**Given text:**

*** Block opens ***

Metagenomic assembly is the main bottleneck in the identification of mobile genetic elements

Abstract

Antimicrobial resistance genes (ARG) are commonly found on acquired mobile genetic elements (MGEs) such as plasmids or transposons. Understanding the spread of resistance genes associated with mobile elements (mARGs) across different hosts and environments requires linking ARGs to the existing mobile reservoir within bacterial communities. However, reconstructing mARGs in metagenomic data from diverse ecosystems poses computational challenges, including genome fragment reconstruction (assembly), high-throughput annotation of MGEs, and identification of their association with ARGs. Recently, several bioinformatics tools have been developed to identify assembled fragments of plasmids, phages, and insertion sequence (IS) elements in metagenomic data. These methods can help in understanding the dissemination of mARGs. To streamline the process of identifying mARGs in multiple samples, we combined these tools in an automated high-throughput open-source pipeline, MetaMobilePicker, that identifies ARGs associated with plasmids, IS elements and phages, starting from short metagenomic sequencing reads. This pipeline was used to identify these three elements on a simplified simulated metagenome dataset, comprising whole genome sequences from seven clinically relevant bacterial species containing 55 ARGs, nine plasmids and five phages. The results demonstrated moderate precision for the identification of plasmids (0.57) and phages (0.71), and moderate sensitivity of identification of IS elements (0.58) and ARGs (0.70). In this study, we aim to assess the main causes of this moderate performance of the MGE prediction tools in a comprehensive manner. We conducted a systematic benchmark, considering metagenomic read coverage, contig length cutoffs and investigating the performance of the classification algorithms. Our analysis revealed that the metagenomic assembly process is the primary bottleneck when linking ARGs to identified MGEs in short-read metagenomics sequencing experiments rather than ARGs and MGEs identification by the different tools.

Keywords: Bacteria; Bacterial; Computational biology; Drug resistance; Metagenomics; Plasmid.

*** Block closes ***

**Task to complete:** Extend the abstract on metagenomic assembly and mobile genetic elements, starting after its last line. The listing plays no part in the work here.

**Dataset excerpt:**
*** Block opens ***

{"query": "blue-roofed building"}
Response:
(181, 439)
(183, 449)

*** Block closes ***

**Response to this exercise:**
Figure 1. Workflow of the MetaMobilePicker pipeline.

Colors indicate the different steps/modules in the pipeline. Light blue: preprocessing and assembly. Blue: MGE identification. Dark blue: ARG annotation. Orange: output construction. Software tools used are indicated in brackets. AMR: Antimicrobial resistance. MGE: Mobile Genetic Element. IS: Insertion Sequence. The pipeline is available at http://metamobilepicker.nl. For software references and versions see Table S1.

Figure 2. Annotation plot of bacterial reference genomes in validation dataset.

Blue rectangles: insertion sequences. Orange arrows: antimicrobial resistance genes. (A) Klebsiella pneumoniae chromosome and three plasmids. (B) Acinetobacter baumannii chromosome and plasmid. (C) Enterococcus faecalis chromosome and plasmid. (D) Mycobacterium tuberculosis chromosome. (E) Salmonella enterica chromosome and plasmid. (F) Staphylococcus aureus chromosome. (G) Escherichia coli chromosome and plasmid.

Figure 3. Percentage of reads covering the reference genomes per sampled depth, averaged per species.

Solid lines indicate bacterial origin, dotted lines indicate phage origin.

Figure 4. Circular graph displaying the mapping of antibiotic resistance genes (ARGs) (inner lines) on assembled contigs (light blue inner circle) and reference genomes (dark blue inner circle).

Second circle displays sequence origin and classification. Purple: (true positive) chromosomes. Green: (true positive) plasmids. Blue: (true positive) phages. Red: False positive plasmids. Yellow: false negative plasmids. Orange lines in the outer ring denote the location of the ARGs. Outer lines denote ARGs present more than once in the reference genomes.

Figure 5. Number of false positive plasmid predictions per replicon.